» **WHAT YOU HAVE TO DO**
What is needed here is an exact copy of every record below.

[Collection entries]
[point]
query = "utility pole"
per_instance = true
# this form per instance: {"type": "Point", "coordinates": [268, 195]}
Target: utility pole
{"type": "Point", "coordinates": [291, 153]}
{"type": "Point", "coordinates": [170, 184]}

» **WRITTEN SOLUTION**
[point]
query = "utility pole"
per_instance = true
# this form per instance: {"type": "Point", "coordinates": [268, 195]}
Target: utility pole
{"type": "Point", "coordinates": [291, 153]}
{"type": "Point", "coordinates": [170, 184]}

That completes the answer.